* **Challenge A**: Print the passage on Baudelaire and images of war word for word, in full.

* **Extract to read**:
***

Baudelaire paid special attention to the images of the war as an important part of the imagery of modern times. In chapter VI of “The Painter of Modern Life”, titled “The Annals of War”, one can read: “Bulgaria, Turkey, the Crimea, and Spain have all in turn ministered lavishly to the eye of Monsieur G. – or rather to the eye of that imaginary artist whom we have agreed so to call […] I have studied his archives of the Eastern War – battlefields littered with the débris of death, baggage-trains, shipments of cattle and horses; they are tableaux vivants of an astonishing vitality, traced from life itself, uniquely picturesque fragments which many a renowned painter would in the same circumstances have stupidly overlooked. […] I am ready to declare that no newspaper, no written account, no book has unfolded so well, in all its painful detail and melancholy scope, the great epic poem of the Crimea.” 15
In all Europe, the modern time was associated with, among other images, the uniforms of a multitude of nations involved in war. The representation of men in military uniform and accoutrements, of heroes of national and bourgeois revolutions, of struggles for civil rights, forms an important part of the idea of modernity in the Balkans, as elsewhere in Europe.

***

* **Record extracts**:
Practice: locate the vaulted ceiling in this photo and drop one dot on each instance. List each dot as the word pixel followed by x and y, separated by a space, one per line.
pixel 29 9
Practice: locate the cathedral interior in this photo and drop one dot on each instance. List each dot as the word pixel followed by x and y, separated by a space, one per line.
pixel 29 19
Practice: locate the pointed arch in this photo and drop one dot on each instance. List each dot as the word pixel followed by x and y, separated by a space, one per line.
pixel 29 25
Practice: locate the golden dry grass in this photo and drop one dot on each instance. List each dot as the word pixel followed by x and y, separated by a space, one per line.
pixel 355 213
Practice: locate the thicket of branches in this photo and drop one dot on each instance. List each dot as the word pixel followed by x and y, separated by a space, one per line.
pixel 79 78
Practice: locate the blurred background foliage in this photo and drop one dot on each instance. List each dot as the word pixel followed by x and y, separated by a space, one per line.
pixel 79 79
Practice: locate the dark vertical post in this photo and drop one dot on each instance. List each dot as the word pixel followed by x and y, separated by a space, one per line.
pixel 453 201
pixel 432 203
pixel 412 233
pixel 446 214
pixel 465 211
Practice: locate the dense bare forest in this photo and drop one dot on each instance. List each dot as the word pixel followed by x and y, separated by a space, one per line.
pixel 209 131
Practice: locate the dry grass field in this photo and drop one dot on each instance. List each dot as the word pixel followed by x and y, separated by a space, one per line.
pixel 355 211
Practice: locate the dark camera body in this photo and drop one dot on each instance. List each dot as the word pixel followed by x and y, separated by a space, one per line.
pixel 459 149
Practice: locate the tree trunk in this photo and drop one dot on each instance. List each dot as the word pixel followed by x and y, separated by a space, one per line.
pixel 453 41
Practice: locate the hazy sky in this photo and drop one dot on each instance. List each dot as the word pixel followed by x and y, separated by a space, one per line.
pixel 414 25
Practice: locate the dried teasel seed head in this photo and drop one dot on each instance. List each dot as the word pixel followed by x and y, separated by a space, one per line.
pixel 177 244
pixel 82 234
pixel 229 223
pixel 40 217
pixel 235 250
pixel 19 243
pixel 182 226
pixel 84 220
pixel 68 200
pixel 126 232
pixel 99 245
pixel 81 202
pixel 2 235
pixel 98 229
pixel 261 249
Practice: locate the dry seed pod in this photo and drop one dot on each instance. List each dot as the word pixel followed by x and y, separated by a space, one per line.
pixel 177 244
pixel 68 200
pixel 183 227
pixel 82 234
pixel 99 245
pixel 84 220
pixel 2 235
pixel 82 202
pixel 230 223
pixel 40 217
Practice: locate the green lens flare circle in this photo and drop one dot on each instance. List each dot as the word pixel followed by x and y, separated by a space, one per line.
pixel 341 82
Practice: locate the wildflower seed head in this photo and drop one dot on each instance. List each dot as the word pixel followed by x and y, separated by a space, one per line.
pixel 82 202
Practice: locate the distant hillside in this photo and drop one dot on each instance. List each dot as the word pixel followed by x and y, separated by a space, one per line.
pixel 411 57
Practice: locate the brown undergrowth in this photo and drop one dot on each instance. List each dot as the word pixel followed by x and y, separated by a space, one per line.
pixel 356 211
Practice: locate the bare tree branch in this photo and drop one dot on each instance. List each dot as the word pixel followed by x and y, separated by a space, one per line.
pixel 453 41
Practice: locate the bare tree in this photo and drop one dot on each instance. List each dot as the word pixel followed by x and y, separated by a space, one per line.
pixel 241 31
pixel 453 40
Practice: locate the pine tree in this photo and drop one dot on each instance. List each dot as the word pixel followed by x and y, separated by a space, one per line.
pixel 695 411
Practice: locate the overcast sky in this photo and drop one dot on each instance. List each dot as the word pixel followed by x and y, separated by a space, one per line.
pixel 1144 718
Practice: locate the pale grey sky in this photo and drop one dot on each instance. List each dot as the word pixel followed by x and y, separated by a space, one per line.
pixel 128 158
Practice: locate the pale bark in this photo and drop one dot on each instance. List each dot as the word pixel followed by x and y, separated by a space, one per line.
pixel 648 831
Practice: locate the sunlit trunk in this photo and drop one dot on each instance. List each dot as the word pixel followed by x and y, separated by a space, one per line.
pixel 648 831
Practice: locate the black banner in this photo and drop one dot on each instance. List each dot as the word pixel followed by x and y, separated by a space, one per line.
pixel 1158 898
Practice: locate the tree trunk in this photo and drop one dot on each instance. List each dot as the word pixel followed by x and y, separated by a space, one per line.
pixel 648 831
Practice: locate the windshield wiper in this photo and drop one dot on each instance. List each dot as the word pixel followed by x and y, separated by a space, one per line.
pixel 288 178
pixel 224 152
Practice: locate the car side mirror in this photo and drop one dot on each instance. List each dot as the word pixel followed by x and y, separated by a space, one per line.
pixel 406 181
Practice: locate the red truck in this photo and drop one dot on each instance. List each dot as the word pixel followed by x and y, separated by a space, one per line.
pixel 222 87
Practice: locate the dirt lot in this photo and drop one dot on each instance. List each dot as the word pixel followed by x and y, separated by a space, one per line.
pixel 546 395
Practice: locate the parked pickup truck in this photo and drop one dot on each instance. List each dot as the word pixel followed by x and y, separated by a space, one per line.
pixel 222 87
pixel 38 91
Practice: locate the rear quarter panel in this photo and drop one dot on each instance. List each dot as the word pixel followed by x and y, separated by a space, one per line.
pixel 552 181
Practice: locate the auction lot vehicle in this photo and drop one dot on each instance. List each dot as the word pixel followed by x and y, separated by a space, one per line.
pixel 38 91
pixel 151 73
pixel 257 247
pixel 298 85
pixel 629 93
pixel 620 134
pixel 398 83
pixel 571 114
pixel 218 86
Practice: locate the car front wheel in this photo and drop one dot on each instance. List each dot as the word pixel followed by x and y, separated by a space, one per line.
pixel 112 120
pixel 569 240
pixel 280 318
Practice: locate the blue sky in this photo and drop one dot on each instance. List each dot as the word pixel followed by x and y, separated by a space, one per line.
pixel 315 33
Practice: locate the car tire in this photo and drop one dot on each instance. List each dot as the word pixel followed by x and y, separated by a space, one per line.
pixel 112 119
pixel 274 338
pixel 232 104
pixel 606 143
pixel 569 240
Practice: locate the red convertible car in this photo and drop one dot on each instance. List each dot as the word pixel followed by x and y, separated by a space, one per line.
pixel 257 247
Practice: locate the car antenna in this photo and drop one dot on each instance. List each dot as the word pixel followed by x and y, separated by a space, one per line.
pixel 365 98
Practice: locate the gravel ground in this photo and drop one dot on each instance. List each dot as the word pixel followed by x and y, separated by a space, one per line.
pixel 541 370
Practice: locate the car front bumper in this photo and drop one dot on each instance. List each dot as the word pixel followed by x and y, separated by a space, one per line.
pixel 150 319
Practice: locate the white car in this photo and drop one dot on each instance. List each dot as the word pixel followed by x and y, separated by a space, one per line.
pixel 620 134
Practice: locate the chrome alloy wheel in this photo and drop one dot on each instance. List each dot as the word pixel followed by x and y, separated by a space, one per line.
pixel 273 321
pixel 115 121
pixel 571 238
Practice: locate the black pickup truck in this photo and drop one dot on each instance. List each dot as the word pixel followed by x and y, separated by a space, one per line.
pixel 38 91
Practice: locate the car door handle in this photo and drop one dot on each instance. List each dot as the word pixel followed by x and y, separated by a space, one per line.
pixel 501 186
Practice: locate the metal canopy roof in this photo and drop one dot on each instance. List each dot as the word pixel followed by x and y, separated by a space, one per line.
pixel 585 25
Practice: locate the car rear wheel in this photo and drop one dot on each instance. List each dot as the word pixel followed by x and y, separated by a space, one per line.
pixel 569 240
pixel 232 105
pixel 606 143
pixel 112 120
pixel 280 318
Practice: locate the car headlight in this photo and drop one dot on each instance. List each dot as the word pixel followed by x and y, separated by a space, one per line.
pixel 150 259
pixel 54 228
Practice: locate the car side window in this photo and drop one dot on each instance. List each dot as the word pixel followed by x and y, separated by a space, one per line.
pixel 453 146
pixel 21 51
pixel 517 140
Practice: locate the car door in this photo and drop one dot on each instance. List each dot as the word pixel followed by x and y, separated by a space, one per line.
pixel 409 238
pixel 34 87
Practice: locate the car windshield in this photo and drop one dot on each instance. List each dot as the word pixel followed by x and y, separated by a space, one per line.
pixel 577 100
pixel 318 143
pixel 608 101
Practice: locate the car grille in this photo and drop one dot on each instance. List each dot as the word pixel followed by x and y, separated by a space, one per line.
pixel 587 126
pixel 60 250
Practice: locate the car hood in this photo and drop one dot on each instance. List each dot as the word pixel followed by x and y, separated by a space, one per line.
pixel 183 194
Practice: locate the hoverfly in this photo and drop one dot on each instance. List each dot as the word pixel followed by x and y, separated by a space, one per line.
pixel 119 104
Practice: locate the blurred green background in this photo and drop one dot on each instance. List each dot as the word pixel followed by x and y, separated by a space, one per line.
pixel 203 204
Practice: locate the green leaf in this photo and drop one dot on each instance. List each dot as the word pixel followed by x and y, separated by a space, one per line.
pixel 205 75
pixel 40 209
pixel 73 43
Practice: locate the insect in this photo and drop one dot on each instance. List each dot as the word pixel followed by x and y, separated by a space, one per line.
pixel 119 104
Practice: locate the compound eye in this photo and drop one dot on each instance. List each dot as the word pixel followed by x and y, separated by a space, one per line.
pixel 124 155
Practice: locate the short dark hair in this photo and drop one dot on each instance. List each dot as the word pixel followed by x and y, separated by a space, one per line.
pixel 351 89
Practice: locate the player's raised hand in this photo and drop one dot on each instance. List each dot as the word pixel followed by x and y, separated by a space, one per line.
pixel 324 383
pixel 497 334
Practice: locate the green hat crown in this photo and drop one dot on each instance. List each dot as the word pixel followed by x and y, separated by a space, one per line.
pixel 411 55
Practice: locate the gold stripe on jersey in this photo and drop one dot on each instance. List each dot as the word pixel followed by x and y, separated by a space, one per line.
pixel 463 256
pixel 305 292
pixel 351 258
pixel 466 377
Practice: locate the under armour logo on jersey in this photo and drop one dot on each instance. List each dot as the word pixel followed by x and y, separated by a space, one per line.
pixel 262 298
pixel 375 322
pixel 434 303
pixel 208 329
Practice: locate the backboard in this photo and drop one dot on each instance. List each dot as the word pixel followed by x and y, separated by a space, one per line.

***

* **Challenge B**: Render the records from the line containing "Practice: locate the gravel" through the line containing "pixel 585 25", both included, as a two-column CSV headed instruction and points. Give one row per record, with the instruction and its answer each in a single quoted field and line breaks replaced by spaces.

* **Written solution A**:
Baudelaire paid special attention to the images of the war as an important part of the imagery of modern times. In chapter VI of “The Painter of Modern Life”, titled “The Annals of War”, one can read: “Bulgaria, Turkey, the Crimea, and Spain have all in turn ministered lavishly to the eye of Monsieur G. – or rather to the eye of that imaginary artist whom we have agreed so to call […] I have studied his archives of the Eastern War – battlefields littered with the débris of death, baggage-trains, shipments of cattle and horses; they are tableaux vivants of an astonishing vitality, traced from life itself, uniquely picturesque fragments which many a renowned painter would in the same circumstances have stupidly overlooked. […] I am ready to declare that no newspaper, no written account, no book has unfolded so well, in all its painful detail and melancholy scope, the great epic poem of the Crimea.” 15
In all Europe, the modern time was associated with, among other images, the uniforms of a multitude of nations involved in war. The representation of men in military uniform and accoutrements, of heroes of national and bourgeois revolutions, of struggles for civil rights, forms an important part of the idea of modernity in the Balkans, as elsewhere in Europe.

* **Written solution B**:
instruction,points
"Practice: locate the gravel ground in this photo and drop one dot on each instance. List each dot as the word pixel followed by x and y, separated by a space, one per line.","pixel 541 370"
"Practice: locate the car front bumper in this photo and drop one dot on each instance. List each dot as the word pixel followed by x and y, separated by a space, one per line.","pixel 150 319"
"Practice: locate the white car in this photo and drop one dot on each instance. List each dot as the word pixel followed by x and y, separated by a space, one per line.","pixel 620 134"
"Practice: locate the chrome alloy wheel in this photo and drop one dot on each instance. List each dot as the word pixel followed by x and y, separated by a space, one per line.","pixel 273 321 pixel 115 121 pixel 571 238"
"Practice: locate the black pickup truck in this photo and drop one dot on each instance. List each dot as the word pixel followed by x and y, separated by a space, one per line.","pixel 38 91"
"Practice: locate the car door handle in this photo and drop one dot on each instance. List each dot as the word pixel followed by x and y, separated by a space, one per line.","pixel 501 186"
"Practice: locate the metal canopy roof in this photo and drop one dot on each instance. List each dot as the word pixel followed by x and y, separated by a space, one per line.","pixel 585 25"